▶ **Exercise aim**
Print the passage on supplemental oxygen word for word, beginning at the words that have "Put simply, supplemental" and stopping after "and equipment business.".

** Opening Document passage block **

Put simply, supplemental oxygen – or oxygen therapy – is the use of oxygen as a medical treatment. In short-term procedures or treatments, this might include the use of oxygen to remedy low blood oxygen levels, to overcome carbon monoxide poisoning or to maintain a patient’s oxygen levels while under an anaesthetic during an operation.

In long-term cases, oxygen treatment has been increasingly called upon in the fight against known and ongoing respiratory diseases like COPD (chronic obstructive pulmonary disorder) or other lung diseases where chronically low oxygen levels are restrictive at best and life-endangering at worst. Portable oxygen delivery devices to meet these needs have been a fast-growing application for those in the gas and equipment business.

** Closing Document passage block **
** Opening Data segment block **

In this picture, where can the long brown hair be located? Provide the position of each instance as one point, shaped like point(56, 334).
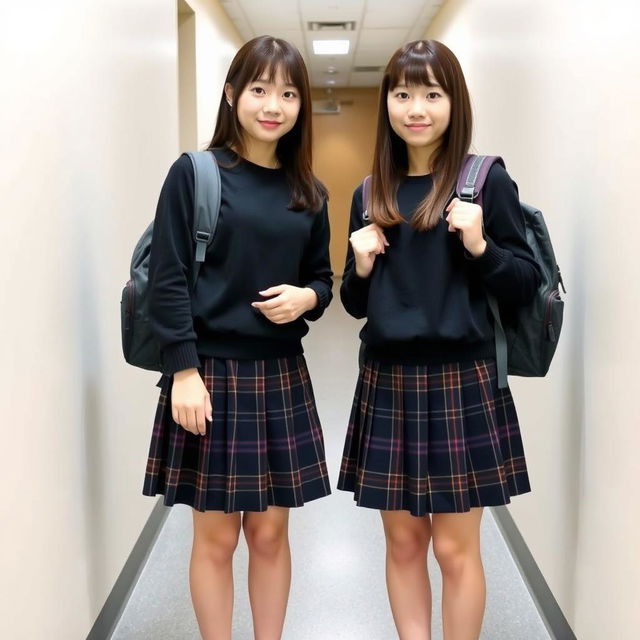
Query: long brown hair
point(294, 148)
point(409, 65)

** Closing Data segment block **

▶ **Reply to the task**
Put simply, supplemental oxygen – or oxygen therapy – is the use of oxygen as a medical treatment. In short-term procedures or treatments, this might include the use of oxygen to remedy low blood oxygen levels, to overcome carbon monoxide poisoning or to maintain a patient’s oxygen levels while under an anaesthetic during an operation.

In long-term cases, oxygen treatment has been increasingly called upon in the fight against known and ongoing respiratory diseases like COPD (chronic obstructive pulmonary disorder) or other lung diseases where chronically low oxygen levels are restrictive at best and life-endangering at worst. Portable oxygen delivery devices to meet these needs have been a fast-growing application for those in the gas and equipment business.